## AIM
Copy out every line of the data below verbatim, with no changes of any kind.
---------- DATA PROVIDED ----------
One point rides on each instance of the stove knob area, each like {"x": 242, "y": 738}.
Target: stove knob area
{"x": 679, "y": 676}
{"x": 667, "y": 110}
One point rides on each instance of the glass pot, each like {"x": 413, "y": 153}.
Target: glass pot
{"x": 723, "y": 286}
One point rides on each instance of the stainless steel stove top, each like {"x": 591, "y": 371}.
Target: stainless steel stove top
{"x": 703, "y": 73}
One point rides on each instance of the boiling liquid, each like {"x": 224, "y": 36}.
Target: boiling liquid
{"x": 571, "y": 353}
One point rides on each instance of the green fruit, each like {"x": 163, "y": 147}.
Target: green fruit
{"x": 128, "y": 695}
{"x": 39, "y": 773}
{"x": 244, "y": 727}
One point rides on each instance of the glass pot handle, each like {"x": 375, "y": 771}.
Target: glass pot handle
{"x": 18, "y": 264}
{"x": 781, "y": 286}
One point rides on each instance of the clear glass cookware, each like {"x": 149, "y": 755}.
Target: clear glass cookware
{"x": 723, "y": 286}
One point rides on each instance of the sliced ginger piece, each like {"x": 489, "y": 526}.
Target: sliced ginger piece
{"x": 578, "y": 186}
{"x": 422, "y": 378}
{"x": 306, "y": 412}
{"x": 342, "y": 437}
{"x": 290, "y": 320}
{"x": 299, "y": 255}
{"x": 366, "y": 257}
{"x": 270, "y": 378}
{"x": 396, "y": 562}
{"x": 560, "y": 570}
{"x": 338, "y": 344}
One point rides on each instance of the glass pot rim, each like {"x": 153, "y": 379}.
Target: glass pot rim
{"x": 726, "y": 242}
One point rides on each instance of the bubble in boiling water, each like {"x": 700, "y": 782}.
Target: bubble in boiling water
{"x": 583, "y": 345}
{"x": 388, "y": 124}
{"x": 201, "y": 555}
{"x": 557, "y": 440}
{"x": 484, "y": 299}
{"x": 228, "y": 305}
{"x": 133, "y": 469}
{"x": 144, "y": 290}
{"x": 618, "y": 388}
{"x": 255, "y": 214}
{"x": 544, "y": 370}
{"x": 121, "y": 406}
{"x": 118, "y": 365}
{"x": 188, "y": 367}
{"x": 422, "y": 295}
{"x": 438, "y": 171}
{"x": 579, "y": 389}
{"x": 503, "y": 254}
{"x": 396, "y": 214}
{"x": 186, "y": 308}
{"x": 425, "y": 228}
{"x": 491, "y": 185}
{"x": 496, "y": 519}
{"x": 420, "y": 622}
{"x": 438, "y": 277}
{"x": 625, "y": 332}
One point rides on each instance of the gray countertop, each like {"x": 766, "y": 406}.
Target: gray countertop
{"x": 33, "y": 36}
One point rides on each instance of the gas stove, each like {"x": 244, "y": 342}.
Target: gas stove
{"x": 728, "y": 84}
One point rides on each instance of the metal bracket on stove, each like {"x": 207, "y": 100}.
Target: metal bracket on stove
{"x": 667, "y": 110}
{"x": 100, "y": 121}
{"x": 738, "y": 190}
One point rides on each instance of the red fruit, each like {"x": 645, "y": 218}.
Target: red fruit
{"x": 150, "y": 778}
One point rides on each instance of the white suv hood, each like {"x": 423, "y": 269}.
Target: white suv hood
----------
## ANSWER FOR THIS EXERCISE
One point rides on each instance of the stove knob area, each like {"x": 242, "y": 738}.
Target: stove knob area
{"x": 679, "y": 676}
{"x": 667, "y": 110}
One point rides on each instance of the glass pot, each like {"x": 413, "y": 153}.
Target: glass pot
{"x": 723, "y": 286}
One point rides on each instance of the stainless steel stove top, each like {"x": 591, "y": 371}.
Target: stainless steel stove top
{"x": 703, "y": 73}
One point rides on each instance of the boiling liquid, each like {"x": 224, "y": 36}.
Target: boiling liquid
{"x": 571, "y": 353}
One point rides on each instance of the green fruit, each like {"x": 163, "y": 147}.
Target: green fruit
{"x": 128, "y": 695}
{"x": 39, "y": 773}
{"x": 244, "y": 727}
One point rides on each instance of the glass pot handle, each like {"x": 375, "y": 771}.
Target: glass pot handle
{"x": 18, "y": 264}
{"x": 781, "y": 286}
One point rides on each instance of the clear glass cookware, each like {"x": 149, "y": 755}.
Target: clear glass cookware
{"x": 723, "y": 286}
One point rides on each instance of the sliced ginger piece, each like {"x": 489, "y": 526}.
Target: sliced ginger piece
{"x": 578, "y": 186}
{"x": 422, "y": 378}
{"x": 306, "y": 412}
{"x": 342, "y": 437}
{"x": 290, "y": 320}
{"x": 299, "y": 255}
{"x": 366, "y": 257}
{"x": 270, "y": 378}
{"x": 396, "y": 562}
{"x": 560, "y": 570}
{"x": 338, "y": 344}
One point rides on each instance of the glass pot rim, each like {"x": 153, "y": 379}.
Target: glass pot rim
{"x": 726, "y": 242}
One point rides on each instance of the bubble in boiling water, each like {"x": 700, "y": 782}.
Target: bubble in boiling water
{"x": 583, "y": 345}
{"x": 388, "y": 124}
{"x": 201, "y": 555}
{"x": 557, "y": 440}
{"x": 484, "y": 299}
{"x": 228, "y": 305}
{"x": 133, "y": 469}
{"x": 144, "y": 290}
{"x": 618, "y": 388}
{"x": 255, "y": 214}
{"x": 544, "y": 370}
{"x": 121, "y": 406}
{"x": 118, "y": 365}
{"x": 188, "y": 367}
{"x": 422, "y": 295}
{"x": 438, "y": 171}
{"x": 579, "y": 389}
{"x": 503, "y": 254}
{"x": 396, "y": 214}
{"x": 186, "y": 308}
{"x": 425, "y": 228}
{"x": 491, "y": 185}
{"x": 496, "y": 519}
{"x": 420, "y": 622}
{"x": 438, "y": 277}
{"x": 625, "y": 332}
One point rides on each instance of the gray countertop, each like {"x": 766, "y": 406}.
Target: gray countertop
{"x": 33, "y": 36}
One point rides on each instance of the gas stove, each like {"x": 244, "y": 342}.
Target: gas stove
{"x": 728, "y": 84}
One point rides on each instance of the metal bracket on stove, each like {"x": 207, "y": 100}.
Target: metal bracket on stove
{"x": 667, "y": 110}
{"x": 100, "y": 121}
{"x": 738, "y": 190}
One point rides on each instance of the red fruit, each like {"x": 645, "y": 218}.
Target: red fruit
{"x": 150, "y": 778}
One point rides on each instance of the white suv hood, each like {"x": 423, "y": 269}.
Target: white suv hood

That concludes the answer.